#### Your task:
Exactly as they appear below, repeat the lines from the one with "of the wall" through the one with "of the window", and no others.

#### Dataset records:
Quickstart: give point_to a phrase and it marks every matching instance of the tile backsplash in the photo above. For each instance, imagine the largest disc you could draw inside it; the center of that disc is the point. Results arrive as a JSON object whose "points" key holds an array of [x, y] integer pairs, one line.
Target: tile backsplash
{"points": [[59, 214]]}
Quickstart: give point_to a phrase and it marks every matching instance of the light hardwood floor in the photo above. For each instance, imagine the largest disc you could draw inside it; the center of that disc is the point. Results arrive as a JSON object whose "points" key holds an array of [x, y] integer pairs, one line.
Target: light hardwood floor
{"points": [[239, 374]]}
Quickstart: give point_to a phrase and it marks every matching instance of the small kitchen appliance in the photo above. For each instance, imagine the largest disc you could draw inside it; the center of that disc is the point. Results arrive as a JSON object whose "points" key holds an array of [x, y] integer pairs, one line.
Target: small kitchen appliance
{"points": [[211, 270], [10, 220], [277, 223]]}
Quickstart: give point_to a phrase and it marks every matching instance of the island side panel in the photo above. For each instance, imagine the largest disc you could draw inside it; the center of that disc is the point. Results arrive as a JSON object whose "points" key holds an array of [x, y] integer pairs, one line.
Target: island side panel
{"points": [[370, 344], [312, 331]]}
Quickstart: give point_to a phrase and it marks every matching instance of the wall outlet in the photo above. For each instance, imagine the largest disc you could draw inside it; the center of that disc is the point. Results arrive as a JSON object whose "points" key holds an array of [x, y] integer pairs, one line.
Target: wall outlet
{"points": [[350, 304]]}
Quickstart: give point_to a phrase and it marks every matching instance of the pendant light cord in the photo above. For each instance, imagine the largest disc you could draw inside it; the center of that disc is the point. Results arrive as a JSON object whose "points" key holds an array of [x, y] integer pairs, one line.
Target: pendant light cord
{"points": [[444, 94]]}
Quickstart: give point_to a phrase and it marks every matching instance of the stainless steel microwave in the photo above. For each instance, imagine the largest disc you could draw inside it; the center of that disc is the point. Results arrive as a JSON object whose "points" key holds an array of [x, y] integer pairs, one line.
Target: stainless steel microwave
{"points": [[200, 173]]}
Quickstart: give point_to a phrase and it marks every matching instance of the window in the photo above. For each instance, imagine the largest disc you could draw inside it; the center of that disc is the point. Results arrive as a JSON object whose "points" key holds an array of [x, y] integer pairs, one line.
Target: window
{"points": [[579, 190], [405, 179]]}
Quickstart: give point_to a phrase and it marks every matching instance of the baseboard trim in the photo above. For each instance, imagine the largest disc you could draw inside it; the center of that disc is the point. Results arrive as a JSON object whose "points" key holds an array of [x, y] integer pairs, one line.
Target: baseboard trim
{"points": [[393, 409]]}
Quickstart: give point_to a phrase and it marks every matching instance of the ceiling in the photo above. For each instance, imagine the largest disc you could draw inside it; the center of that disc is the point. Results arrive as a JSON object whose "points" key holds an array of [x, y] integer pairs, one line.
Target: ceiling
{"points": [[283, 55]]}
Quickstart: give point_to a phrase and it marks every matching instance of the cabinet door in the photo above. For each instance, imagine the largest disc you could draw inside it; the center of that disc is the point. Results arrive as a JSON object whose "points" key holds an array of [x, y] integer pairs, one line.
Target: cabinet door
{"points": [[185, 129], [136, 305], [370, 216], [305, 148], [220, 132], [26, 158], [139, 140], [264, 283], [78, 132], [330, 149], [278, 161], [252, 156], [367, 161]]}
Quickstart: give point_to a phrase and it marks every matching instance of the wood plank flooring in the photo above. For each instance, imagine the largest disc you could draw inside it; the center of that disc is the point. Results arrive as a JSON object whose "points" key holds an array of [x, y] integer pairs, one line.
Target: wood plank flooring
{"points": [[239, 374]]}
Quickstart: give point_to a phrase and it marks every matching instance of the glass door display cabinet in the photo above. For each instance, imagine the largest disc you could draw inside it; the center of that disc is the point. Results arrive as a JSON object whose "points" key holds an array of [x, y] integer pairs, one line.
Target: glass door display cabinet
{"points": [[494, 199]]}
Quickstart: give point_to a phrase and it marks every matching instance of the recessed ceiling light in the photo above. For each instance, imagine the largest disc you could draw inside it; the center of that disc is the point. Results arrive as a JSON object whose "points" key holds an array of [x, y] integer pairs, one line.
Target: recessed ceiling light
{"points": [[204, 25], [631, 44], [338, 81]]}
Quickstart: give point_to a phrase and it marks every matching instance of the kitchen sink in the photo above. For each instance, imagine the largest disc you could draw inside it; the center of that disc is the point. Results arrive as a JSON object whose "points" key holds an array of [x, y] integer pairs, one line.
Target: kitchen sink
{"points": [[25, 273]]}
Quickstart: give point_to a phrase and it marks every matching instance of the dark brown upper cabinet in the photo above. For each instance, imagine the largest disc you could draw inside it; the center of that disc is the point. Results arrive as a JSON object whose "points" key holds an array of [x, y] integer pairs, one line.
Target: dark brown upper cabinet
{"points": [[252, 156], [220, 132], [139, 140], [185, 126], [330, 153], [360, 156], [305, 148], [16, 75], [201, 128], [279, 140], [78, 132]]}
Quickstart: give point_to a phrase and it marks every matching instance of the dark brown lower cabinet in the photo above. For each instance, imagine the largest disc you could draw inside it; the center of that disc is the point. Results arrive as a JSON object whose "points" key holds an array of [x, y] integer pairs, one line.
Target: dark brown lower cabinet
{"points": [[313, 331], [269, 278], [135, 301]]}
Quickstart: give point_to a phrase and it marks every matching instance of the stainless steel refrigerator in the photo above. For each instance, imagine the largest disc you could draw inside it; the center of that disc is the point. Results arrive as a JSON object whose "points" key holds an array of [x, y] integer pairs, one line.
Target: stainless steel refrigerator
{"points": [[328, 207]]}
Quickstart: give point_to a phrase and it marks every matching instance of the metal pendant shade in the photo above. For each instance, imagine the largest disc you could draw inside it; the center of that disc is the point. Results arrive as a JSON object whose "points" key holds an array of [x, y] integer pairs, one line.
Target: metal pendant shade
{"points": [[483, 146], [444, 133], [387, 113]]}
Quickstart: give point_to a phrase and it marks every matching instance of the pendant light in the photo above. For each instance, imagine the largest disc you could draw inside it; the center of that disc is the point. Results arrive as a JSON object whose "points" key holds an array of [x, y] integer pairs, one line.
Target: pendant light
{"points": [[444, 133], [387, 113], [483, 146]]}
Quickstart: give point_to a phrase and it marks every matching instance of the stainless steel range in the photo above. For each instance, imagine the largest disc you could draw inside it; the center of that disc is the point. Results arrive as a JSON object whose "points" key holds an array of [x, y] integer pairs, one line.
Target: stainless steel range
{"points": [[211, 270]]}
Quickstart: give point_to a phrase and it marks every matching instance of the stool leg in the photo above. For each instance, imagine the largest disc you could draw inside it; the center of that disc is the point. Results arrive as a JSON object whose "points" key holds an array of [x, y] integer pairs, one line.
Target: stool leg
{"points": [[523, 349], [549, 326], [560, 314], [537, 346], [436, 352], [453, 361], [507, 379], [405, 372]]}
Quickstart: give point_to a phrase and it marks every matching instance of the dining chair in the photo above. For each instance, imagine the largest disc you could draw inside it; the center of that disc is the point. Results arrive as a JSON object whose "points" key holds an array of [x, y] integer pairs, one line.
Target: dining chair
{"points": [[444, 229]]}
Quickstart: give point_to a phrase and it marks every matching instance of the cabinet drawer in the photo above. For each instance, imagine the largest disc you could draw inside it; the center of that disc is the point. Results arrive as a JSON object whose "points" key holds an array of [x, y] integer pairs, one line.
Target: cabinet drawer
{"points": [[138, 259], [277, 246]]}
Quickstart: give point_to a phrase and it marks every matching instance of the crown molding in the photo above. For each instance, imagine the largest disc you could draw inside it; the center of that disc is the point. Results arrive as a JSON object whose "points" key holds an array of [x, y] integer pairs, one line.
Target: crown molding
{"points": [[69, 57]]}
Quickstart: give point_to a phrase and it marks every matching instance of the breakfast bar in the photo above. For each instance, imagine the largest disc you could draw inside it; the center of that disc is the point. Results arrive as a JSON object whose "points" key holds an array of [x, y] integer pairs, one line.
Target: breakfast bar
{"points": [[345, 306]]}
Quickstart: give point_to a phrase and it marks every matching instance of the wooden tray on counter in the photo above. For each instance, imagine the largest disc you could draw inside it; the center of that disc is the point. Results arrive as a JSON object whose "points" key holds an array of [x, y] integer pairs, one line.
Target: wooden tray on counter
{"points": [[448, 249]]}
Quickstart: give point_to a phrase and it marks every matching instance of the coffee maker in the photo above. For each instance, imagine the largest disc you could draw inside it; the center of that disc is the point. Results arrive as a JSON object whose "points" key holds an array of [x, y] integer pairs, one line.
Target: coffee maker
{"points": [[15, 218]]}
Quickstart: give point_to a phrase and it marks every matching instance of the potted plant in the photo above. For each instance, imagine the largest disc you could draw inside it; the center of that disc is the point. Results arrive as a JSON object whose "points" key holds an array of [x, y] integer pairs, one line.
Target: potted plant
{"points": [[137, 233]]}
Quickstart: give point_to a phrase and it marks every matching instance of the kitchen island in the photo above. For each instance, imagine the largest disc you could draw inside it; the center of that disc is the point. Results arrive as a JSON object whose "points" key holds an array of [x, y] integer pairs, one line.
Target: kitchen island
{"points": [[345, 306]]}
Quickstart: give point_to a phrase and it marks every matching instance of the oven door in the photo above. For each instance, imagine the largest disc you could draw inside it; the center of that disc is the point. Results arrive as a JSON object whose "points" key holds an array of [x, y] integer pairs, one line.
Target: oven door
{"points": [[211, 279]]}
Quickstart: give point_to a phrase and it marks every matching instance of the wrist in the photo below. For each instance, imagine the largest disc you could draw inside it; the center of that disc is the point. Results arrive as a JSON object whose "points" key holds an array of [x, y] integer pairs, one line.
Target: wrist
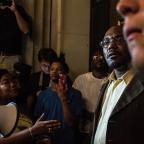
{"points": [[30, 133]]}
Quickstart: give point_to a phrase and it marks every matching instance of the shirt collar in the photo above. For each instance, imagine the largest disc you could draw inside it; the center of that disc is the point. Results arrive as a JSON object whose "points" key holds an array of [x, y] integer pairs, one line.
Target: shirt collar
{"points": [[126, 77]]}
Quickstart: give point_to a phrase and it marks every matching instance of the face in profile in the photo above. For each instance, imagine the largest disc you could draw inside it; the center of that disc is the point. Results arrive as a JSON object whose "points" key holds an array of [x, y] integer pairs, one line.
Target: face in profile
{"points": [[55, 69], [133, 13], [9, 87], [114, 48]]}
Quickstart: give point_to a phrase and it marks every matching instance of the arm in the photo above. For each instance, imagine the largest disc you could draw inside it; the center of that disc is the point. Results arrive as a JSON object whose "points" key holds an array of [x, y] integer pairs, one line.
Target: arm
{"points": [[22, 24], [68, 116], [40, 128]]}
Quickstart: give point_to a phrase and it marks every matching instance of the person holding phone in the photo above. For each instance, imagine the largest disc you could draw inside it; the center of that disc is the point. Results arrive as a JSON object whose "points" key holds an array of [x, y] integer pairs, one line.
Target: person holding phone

#### The completed task:
Quickstart: give point_to a phrase and it marks every matching instance of the wall outlet in the photo above. For each instance, imagine the largest disc you could draw inside it; the center of that disc is the point. Results arrive as a JSON object whose "points" key holds an array of [x, y] integer pairs, one line.
Target: wall outlet
{"points": [[350, 304]]}
Quickstart: give point_to a phrase and it marks every matching instance of the pendant light cord in the photo above. For each instance, imagine the largest disc you could draw inside it; the center of that disc is the point. Results arrive as a JSON object whose "points" key holds an array of [x, y] integer pairs, one line.
Target: pendant light cord
{"points": [[444, 94]]}
Quickstart: give point_to a phrase and it marks every matching instance of the stainless steel microwave in the photo above. For each instance, imagine the largest disc you could draw inside it; the center of that disc is the point. Results arrive as a JSON object whose "points" key holds an array of [x, y] integer pairs, one line.
Target: stainless steel microwave
{"points": [[200, 173]]}
Quickstart: give point_to a phrase and it marks every matching instance of the window in the photo above. For each instance, imagine the largest disc you could draw inside it; the center of that disc is the point. Results arrive as a JSON object whose "points" key holds an array of [x, y] integer pairs, one line.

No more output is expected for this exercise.